• **Brief**
Write each entry down again precisely, skipping nothing.

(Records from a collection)
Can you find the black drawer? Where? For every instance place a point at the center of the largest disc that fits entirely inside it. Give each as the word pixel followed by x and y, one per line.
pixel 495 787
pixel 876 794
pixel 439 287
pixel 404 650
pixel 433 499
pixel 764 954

• **Finished task**
Can you find the black drawer? Where? For every instance place a point at the center of the largest disc that fits entirely inside it. Give each as the word pixel followed by x and y, one per line.
pixel 495 787
pixel 876 794
pixel 439 287
pixel 404 650
pixel 433 499
pixel 764 954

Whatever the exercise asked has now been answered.